3. Liga

Aachen schöpft aus Frust Hoffnung

Preußen Münster mit dem Quäntchen Glück

Aachen schöpft aus Frust Hoffnung

Thomas Stehle

Bitter enttäuscht: Verteidiger Thomas Stehle sieht seine Alemannia in einer "Negativspirale". imago

Drittes Spiel, dritte Niederlage: Einen frustrierenden Einstieg erlebt Trainer René van Eck derzeit in Aachen. Das 1:2 gegen Preußen Münster am Dienstagabend beförderte die Alemannia nun gar in die Abstiegszone. Weil der Wille da war und der Einsatz stimmte, macht die Niederlage dem Coach dennoch Hoffnung. "Heute war eine Mannschaft auf dem Platz, die Charakter gezeigt und Mentalität bewiesen hat", sagte van Eck nach Spielschluss auf der Pressekonferenz. Tatsächlich hatten die Aachener den nun seit neun Spielen ungeschlagenen Preußen das Leben schwer gemacht. Denis Pozder brachte die Hausherren kurz nach dem Pausentee sogar in Führung.
=======
Aufgaben:
(1) Übersetze den Satz „Das 1:2 gegen Preußen Münster am Dienstagabend beförderte die Alemannia nun gar in die Abstiegszone.“ aus dem Spielbericht über Alemannia Aachen ins Englische.
(2) Nenne alle Personen, die im Spielbericht über Alemannia Aachen namentlich erwähnt werden.
(3) Führe den Spielbericht über Alemannia Aachen im Anschluss an seinen letzten Satz weiter.

Eingabedaten:
=======
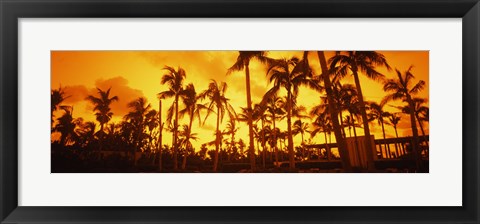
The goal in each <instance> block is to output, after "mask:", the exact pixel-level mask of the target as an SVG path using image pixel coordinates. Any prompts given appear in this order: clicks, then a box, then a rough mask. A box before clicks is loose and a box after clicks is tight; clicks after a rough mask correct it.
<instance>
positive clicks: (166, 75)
=======
Lösungen:
(1) The 1:2 against Preußen Münster on Tuesday evening has now even sent Alemannia down into the relegation zone.

(2) Thomas Stehle, René van Eck, Denis Pozder

(3)
Dass es am Ende nicht reichte - Münster drehte die Partie durch zwei Treffer von Torjäger Matthew Taylor -, traf die Alemannen umso härter. "Wir sind sehr enttäuscht. Es ist Woche für Woche das Gleiche und es ist einfach bitter. Wir befinden uns momentan in einer Negativspirale", wird Verteidiger Thomas Stehle auf der Vereinswebseite zitiert. Er hatte den gesperrten Albert Streit als Kapitän vertreten. Sein Trainer zollte ihm und seinen Kollegen Respekt für die kämpferische Leistung: "Die Mannschaft hat in diesem Spiel wirklich alles versucht und alles gegeben. So sind wir auf dem richtigen Weg", befand van Eck.

Die Mannschaft hat Charakter gezeigt und Mentalität bewiesen.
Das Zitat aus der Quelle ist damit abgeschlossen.